Set exercise |
Could you render every line of the records below as a JSON list of strings, with one string per line and blank lines left out?

***

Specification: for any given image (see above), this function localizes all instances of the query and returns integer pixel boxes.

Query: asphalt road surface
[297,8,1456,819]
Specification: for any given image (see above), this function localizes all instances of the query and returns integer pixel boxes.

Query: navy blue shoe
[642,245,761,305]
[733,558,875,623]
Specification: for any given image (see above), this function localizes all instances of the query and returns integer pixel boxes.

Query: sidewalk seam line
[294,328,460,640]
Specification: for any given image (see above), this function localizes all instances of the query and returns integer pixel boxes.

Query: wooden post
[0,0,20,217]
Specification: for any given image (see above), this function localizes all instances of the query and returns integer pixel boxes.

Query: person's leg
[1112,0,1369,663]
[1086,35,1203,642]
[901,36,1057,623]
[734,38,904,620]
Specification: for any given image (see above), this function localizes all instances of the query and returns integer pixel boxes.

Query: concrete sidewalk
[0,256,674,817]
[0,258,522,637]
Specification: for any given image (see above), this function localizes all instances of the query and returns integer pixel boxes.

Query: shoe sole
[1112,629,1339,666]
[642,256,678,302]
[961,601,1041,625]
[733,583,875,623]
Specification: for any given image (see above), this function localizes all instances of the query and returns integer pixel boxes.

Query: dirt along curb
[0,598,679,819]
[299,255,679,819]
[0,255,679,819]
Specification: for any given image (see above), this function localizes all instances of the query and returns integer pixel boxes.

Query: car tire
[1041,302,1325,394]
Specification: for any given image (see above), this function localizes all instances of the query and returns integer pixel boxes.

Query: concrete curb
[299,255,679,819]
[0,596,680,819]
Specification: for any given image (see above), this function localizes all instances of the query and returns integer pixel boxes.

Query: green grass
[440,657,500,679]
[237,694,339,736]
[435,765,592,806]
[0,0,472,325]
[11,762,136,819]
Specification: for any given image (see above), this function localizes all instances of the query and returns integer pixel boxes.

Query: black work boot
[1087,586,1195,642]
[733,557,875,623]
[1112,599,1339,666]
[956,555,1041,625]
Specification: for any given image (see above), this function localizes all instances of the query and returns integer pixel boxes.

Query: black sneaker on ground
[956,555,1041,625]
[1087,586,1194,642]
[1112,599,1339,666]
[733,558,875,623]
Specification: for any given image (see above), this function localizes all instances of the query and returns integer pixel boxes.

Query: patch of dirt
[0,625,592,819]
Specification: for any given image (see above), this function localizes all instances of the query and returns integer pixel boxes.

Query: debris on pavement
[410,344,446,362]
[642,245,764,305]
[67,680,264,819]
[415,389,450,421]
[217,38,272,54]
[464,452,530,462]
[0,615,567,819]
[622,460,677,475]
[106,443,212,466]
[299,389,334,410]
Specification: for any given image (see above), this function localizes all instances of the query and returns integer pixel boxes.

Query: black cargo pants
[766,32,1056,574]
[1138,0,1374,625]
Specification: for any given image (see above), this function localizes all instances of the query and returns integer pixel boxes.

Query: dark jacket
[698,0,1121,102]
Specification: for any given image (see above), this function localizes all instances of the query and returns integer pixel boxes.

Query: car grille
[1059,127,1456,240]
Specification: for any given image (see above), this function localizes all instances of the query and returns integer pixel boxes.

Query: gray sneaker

***

The output |
[
  "Specification: for any given image (see above), this function localizes all instances of the query and returns integer pixel boxes.",
  "Query: asphalt road surface",
  "[297,8,1456,819]",
  "Specification: for any given image (see above), this function localizes all instances of the query and returns integer pixel boxes.",
  "Query: navy blue shoe",
  "[642,245,761,305]",
  "[733,558,875,623]",
  "Specification: for any given image (see above), this function localizes all instances of the query and returns integer pixel boxes.",
  "Query: sidewalk seam line",
  "[294,328,460,640]",
  "Specification: for any given image (see above), this function localizes all instances of the query and returns integer pixel boxes.",
  "Query: wooden post",
  "[0,0,20,217]",
  "Specification: for any given image (see above), this function localizes all instances of the query and returns integer pixel boxes.",
  "Query: person's leg",
  "[1112,0,1369,663]",
  "[1086,35,1203,642]",
  "[901,36,1057,623]",
  "[734,38,904,620]",
  "Specification: for any given image (see above), this function localizes all instances of the query and returns integer pixel boxes.",
  "Query: concrete sidewalk",
  "[0,256,674,817]",
  "[0,258,522,637]",
  "Specification: for any given image (see above), this function localizes all instances of the query and returns integer pixel boxes.",
  "Query: shoe sole",
  "[1112,629,1339,666]",
  "[642,256,678,302]",
  "[961,601,1041,625]",
  "[733,583,875,623]",
  "Specification: for any given image (see above), this function localizes all instances of the query and returns integer pixel boxes.",
  "Query: dirt along curb",
  "[0,598,679,819]",
  "[299,255,679,819]",
  "[0,255,679,819]",
  "Specification: for any given image (see above), this function localizes all instances of the query and returns integer pixel boxes.",
  "Query: car tire",
  "[1041,302,1325,394]",
  "Specification: for any given image (see above), this function localizes all instances of the query and returns integer pixel boxes.",
  "Query: concrete curb",
  "[299,255,679,819]",
  "[0,596,680,819]",
  "Specification: for any given image (see above), this function localizes all instances of the query and returns integer pixel boxes.",
  "Query: green grass",
  "[440,657,500,679]",
  "[237,694,339,736]",
  "[435,765,592,806]",
  "[0,0,472,325]",
  "[11,762,136,819]",
  "Specification: for any given image (see above), this function localizes all instances of the query and returns integer pixel boxes.",
  "Query: black work boot",
  "[1087,586,1195,642]",
  "[733,557,875,623]",
  "[1112,599,1339,666]",
  "[956,555,1041,625]",
  "Specification: for any given image (see above), this function localizes all instances of the query and returns integer pixel boxes.",
  "Query: black sneaker on ground",
  "[956,555,1041,625]",
  "[1087,586,1194,642]",
  "[1112,599,1339,666]",
  "[733,558,875,623]",
  "Specification: for any given image (see above), this function localizes all instances of the query and returns integer pixel boxes.",
  "Query: patch of dirt",
  "[0,625,592,819]",
  "Specification: for any given image (see above), this function localizes all instances of the query and returns integer pixel boxes.",
  "Query: debris on pavement",
  "[410,344,446,362]",
  "[642,245,764,305]",
  "[67,680,264,819]",
  "[415,389,450,421]",
  "[217,38,272,54]",
  "[464,452,530,462]",
  "[0,615,567,819]",
  "[622,460,677,475]",
  "[106,443,212,466]",
  "[299,389,334,410]",
  "Specification: for any given image (see above), this function localizes all instances of the query and returns integer pixel boxes.",
  "Query: black cargo pants",
  "[766,32,1056,574]",
  "[1138,0,1374,625]",
  "Specification: for any given image (see above), this function localizes all instances of the query and returns integer pixel boxes.",
  "Query: dark jacket",
  "[698,0,1121,102]",
  "Specification: for any given image (see above), this function localizes all instances of the query and returns integer pixel boxes.",
  "Query: car grille",
  "[1059,127,1456,240]",
  "Specification: for any given image (see above), this function localizes all instances of the query and returns integer pixel boxes.",
  "Query: gray sneaker"
]